Provided information
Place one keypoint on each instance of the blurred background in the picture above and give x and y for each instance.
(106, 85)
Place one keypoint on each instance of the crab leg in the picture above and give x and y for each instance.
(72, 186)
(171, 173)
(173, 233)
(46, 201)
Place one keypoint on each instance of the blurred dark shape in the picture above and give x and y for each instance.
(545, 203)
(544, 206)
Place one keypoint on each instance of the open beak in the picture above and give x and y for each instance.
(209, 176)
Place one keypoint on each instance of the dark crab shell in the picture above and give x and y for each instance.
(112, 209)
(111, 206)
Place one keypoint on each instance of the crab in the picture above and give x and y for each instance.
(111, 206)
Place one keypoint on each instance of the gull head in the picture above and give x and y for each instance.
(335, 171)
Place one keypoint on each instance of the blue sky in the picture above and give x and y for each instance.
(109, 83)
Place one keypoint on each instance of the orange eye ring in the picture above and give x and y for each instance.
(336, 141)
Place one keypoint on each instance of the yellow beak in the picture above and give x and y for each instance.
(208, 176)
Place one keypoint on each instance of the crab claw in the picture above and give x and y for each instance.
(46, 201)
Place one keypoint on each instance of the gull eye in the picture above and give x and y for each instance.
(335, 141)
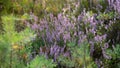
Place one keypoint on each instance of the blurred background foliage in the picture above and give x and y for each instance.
(59, 33)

Task instructions
Reproduce every line of the records above in order, and offset each answer point by adding 71 to both its x and y coordinates. Leave the pictures out.

Full answer
Place one keypoint on each instance of the blurred background in the picture above and give x and y for each instance.
(177, 156)
Place one keypoint on each instance of the crab leg in the picture above and give x and y for each instance.
(143, 257)
(242, 244)
(244, 304)
(117, 272)
Place one keypoint on each instance of the blurred dark shape in the picture above and give x and y for each instance.
(616, 274)
(615, 277)
Place one keypoint on each instance of the open beak in the picture above and give x and y for each instance.
(280, 247)
Place one keypoint on each instance of the dark crab shell in the picture above and give x and y for each instance.
(183, 280)
(182, 277)
Place one keypoint on each instance of the crab in the picture above and give x and y for each instance.
(182, 277)
Place one keypoint on each instance of the gull head in the picture above and give x and y for each instance.
(406, 242)
Place one keypoint on each instance of the blue sky in the picture above and give x and y for each instance.
(180, 154)
Place one keypoint on each instance of the orange eye ring in the picture above and give x and y for each instance.
(407, 212)
Place one keypoint on each instance of the yellow beak in the picture above and give x and y for each instance.
(279, 247)
Place one keypoint on each instance of the crab claw in the picture above and give x and y for each instance.
(117, 272)
Place one keypoint on each instance of the gull eye in the picture above and give x and y for each instance.
(406, 212)
Place one keypoint on each instance of the blurred background foliage in the picture above and give x and y for each instance.
(130, 104)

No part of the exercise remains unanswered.